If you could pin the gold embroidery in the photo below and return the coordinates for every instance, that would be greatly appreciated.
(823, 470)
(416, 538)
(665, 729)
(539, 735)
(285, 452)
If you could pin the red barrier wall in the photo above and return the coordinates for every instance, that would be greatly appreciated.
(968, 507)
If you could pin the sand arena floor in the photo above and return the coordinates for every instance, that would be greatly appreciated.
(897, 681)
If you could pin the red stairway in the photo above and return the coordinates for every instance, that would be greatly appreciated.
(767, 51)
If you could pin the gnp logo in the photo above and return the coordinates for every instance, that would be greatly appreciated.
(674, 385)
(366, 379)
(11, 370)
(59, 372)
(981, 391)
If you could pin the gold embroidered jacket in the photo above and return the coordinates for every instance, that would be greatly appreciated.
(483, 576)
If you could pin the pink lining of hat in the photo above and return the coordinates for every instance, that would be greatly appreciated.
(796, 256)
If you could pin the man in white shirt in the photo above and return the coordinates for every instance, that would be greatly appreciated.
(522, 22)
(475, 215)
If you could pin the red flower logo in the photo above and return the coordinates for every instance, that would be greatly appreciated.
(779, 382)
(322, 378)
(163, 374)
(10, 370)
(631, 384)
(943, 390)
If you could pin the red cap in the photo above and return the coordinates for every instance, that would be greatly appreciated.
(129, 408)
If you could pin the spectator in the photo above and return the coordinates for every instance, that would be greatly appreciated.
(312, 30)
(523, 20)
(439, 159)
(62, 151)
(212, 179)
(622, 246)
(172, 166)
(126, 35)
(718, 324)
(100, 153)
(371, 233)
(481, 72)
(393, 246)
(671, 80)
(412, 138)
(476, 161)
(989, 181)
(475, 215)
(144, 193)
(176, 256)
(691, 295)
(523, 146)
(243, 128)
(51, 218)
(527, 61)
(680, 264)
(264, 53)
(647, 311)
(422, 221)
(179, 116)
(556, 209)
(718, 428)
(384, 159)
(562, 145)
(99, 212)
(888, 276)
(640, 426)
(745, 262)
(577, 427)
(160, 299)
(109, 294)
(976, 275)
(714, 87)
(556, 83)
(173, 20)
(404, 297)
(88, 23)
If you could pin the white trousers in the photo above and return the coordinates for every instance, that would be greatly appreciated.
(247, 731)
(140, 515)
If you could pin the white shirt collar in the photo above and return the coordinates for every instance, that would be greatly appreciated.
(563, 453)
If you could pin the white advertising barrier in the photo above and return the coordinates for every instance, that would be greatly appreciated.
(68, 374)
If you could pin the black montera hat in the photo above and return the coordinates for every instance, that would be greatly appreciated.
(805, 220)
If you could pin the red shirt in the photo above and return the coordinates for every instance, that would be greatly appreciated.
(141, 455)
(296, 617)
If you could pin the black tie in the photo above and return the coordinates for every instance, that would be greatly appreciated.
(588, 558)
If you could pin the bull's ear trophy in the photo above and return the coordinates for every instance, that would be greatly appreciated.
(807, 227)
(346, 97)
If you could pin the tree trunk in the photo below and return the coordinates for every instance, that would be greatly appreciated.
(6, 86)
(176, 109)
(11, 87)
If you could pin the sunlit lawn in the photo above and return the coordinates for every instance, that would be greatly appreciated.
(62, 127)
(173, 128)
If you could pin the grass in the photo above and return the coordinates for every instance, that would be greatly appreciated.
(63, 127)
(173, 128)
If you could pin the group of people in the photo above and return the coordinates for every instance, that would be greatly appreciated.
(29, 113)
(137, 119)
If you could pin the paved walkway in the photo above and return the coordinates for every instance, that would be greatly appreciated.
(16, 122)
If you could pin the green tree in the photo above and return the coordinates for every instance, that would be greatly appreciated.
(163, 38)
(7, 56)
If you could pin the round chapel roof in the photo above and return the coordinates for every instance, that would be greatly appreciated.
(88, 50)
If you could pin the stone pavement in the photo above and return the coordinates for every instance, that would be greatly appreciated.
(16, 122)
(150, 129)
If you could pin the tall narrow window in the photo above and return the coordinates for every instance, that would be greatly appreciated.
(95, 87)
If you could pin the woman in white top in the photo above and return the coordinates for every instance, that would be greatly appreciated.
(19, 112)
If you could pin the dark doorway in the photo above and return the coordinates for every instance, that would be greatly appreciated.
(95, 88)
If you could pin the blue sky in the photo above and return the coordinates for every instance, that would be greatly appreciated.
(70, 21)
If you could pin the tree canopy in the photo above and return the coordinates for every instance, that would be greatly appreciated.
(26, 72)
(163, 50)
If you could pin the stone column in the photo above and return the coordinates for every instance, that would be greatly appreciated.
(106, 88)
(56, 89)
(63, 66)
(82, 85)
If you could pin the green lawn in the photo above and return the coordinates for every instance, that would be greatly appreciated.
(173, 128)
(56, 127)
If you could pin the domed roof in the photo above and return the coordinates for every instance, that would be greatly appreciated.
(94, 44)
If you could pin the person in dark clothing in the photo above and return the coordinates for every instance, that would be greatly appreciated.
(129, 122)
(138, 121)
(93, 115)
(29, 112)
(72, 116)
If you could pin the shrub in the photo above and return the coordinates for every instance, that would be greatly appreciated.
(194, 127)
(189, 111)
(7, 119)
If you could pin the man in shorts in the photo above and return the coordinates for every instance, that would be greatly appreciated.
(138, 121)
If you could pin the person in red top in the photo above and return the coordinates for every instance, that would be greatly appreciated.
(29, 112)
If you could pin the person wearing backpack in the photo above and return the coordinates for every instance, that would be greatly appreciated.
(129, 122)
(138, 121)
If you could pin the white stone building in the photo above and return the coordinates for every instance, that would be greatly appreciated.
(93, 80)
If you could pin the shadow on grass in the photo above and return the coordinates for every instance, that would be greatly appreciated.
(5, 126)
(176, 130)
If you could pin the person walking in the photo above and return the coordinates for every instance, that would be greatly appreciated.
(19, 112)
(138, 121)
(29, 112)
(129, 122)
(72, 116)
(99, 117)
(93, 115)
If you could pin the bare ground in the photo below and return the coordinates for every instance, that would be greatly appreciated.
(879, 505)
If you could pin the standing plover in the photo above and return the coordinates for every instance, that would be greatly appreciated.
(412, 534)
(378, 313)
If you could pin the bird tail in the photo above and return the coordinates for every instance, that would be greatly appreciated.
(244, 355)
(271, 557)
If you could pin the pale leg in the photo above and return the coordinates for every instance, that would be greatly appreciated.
---*---
▶ **STATED EXERCISE**
Please reproduce each line exactly as written.

▶ **TASK ANSWER**
If you could pin the gold embroidery in the photo below and return the coordinates for every instance, that would be greatly appreciated.
(823, 470)
(416, 538)
(665, 729)
(539, 735)
(285, 452)
If you could pin the red barrier wall in the photo above and return the coordinates for every instance, that would be greatly appreciated.
(968, 507)
If you could pin the sand arena floor in the photo above and return the coordinates for every instance, that would be greatly appreciated.
(897, 681)
If you could pin the red stairway in the photo above and return the coordinates for every instance, that would be greatly appreciated.
(767, 51)
If you could pin the gnp logo in the photo above and return the coordinates for every instance, that would be greatly appreciated.
(674, 385)
(366, 379)
(11, 370)
(59, 372)
(981, 391)
If you could pin the gold embroidered jacket in the photo above and return the coordinates for every instance, that would be greatly appreciated.
(483, 576)
If you could pin the pink lining of hat in the photo above and return the coordinates for every instance, that would be greatly appreciated.
(796, 256)
If you could pin the man in white shirt in the photo above and return the coordinates for every instance, that would be greatly appreciated.
(522, 22)
(475, 215)
If you could pin the red flower logo in the photo above and return the coordinates for every instance, that would be greatly appreciated.
(779, 382)
(322, 378)
(163, 374)
(10, 370)
(631, 384)
(943, 390)
If you could pin the red cap in the photo above and return the coordinates for every instance, that would be greatly appreciated.
(129, 408)
If you could pin the spectator in the photo above and return the coordinates for every instance, that would be greatly appreciated.
(312, 30)
(523, 20)
(439, 159)
(62, 151)
(212, 179)
(622, 246)
(172, 166)
(126, 35)
(718, 324)
(100, 153)
(371, 233)
(481, 72)
(393, 246)
(671, 80)
(412, 138)
(476, 161)
(989, 181)
(475, 215)
(144, 193)
(176, 256)
(691, 295)
(523, 146)
(243, 128)
(51, 218)
(527, 61)
(680, 264)
(264, 53)
(647, 311)
(422, 221)
(179, 116)
(556, 209)
(718, 428)
(384, 159)
(562, 145)
(99, 212)
(888, 276)
(640, 426)
(745, 262)
(577, 427)
(160, 299)
(109, 294)
(976, 275)
(714, 87)
(556, 83)
(173, 20)
(404, 297)
(88, 23)
If you could pin the white trousers in the photo above and return the coordinates for every instance, that would be greatly appreciated.
(247, 731)
(140, 515)
If you could pin the white shirt collar in the photo above and return the coordinates for every instance, that would be greatly appreciated.
(563, 453)
If you could pin the white advertising barrier in the photo above and return the coordinates for every instance, that would be greatly appreciated.
(68, 374)
If you could pin the black montera hat in the photo above and return the coordinates for every instance, that would be greatly appreciated.
(805, 220)
If you could pin the red shirt in the photo above and return the coordinates for every instance, that would be greatly appreciated.
(141, 455)
(296, 617)
If you could pin the black tie in the photo above and return the coordinates for every instance, that would be greatly appreciated.
(588, 558)
If you could pin the bull's ear trophy in the photo above and return the coordinates for every instance, that would be greatly appreciated.
(807, 227)
(346, 97)
If you could pin the tree trunk in the photo below and return the coordinates for every instance, that would be greatly appreciated.
(6, 86)
(176, 109)
(11, 87)
If you could pin the sunlit lawn in the photo above and return the coordinates for every instance, that would be greatly appreciated.
(62, 127)
(173, 128)
If you could pin the grass in the photo above and return the coordinates for every instance, that would be greatly appreciated.
(63, 127)
(173, 128)
If you could pin the group of people in the photo above and return the coordinates for every instance, that would be greatly appreciated.
(29, 113)
(137, 119)
If you could pin the paved walkway in the photo above and return the coordinates for every instance, that would be greatly appreciated.
(16, 122)
If you could pin the green tree in the photo above and return the coordinates for every instance, that would be greatly appreciated.
(163, 38)
(7, 56)
If you could pin the round chapel roof in the photo above and return the coordinates for every instance, that would be greatly appreciated.
(88, 50)
If you could pin the stone pavement in the photo above and return the coordinates for every instance, that would be greatly appreciated.
(16, 122)
(150, 129)
If you could pin the tall narrow window in the photo above and return the coordinates for every instance, that would be greatly appreciated.
(95, 87)
If you could pin the woman in white top in the photo above and return the coordinates for every instance, that would be greatly appreciated.
(19, 112)
If you could pin the dark doorway in the photo above and return the coordinates for every instance, that would be greatly appreciated.
(95, 88)
If you could pin the blue sky in the photo above and return the coordinates for every instance, that would be greatly appreciated.
(70, 21)
If you could pin the tree canopy in the photo above and return the coordinates for every instance, that would be greatly appreciated.
(26, 72)
(163, 50)
If you could pin the stone column in the photo above and return the coordinates for every instance, that would be greatly appreciated.
(106, 88)
(56, 89)
(63, 66)
(82, 85)
If you could pin the green lawn in the photo above and return the coordinates for every instance, that would be greatly appreciated.
(173, 128)
(56, 127)
If you could pin the domed roof in the photo above and return the coordinates for every instance, that would be greatly appreciated.
(94, 44)
If you could pin the person in dark clothing in the photo above and return the coordinates for every instance, that would be greatly appreciated.
(129, 122)
(138, 121)
(93, 115)
(29, 112)
(72, 116)
If you could pin the shrub in the photo above and return the coordinates for every instance, that would be greatly appreciated.
(194, 127)
(189, 111)
(7, 119)
If you could pin the man in shorts in the photo above and return the coordinates for every instance, that would be greatly appreciated.
(138, 121)
If you could pin the person in red top in the photo above and return the coordinates for every instance, that would be greatly appreciated.
(29, 112)
If you could pin the person wearing backpack in the photo above and return the coordinates for every instance, that would be greatly appreciated.
(129, 122)
(138, 121)
If you could pin the white stone building in the photo above and return the coordinates for every instance, that would be greatly appreciated.
(93, 80)
If you could pin the shadow on grass in the photo above and return the coordinates for every instance, that would be greatly appreciated.
(5, 126)
(176, 130)
If you could pin the person walking in the photo above and return the coordinates for every instance, that would be greatly appreciated.
(19, 112)
(138, 121)
(29, 112)
(129, 122)
(72, 116)
(99, 117)
(93, 115)
If you could pin the bare ground in the photo below and return the coordinates for every instance, that would be greatly appreciated.
(879, 505)
If you could pin the standing plover in the photo above and return the coordinates for every instance, that would be greatly appreciated.
(412, 534)
(378, 313)
If you could pin the bird tail in the photo above and return the coordinates for every instance, that would be greatly appreciated.
(244, 355)
(271, 557)
If you could pin the pale leg in the photo above and return the coordinates for every instance, that would be greatly appreciated.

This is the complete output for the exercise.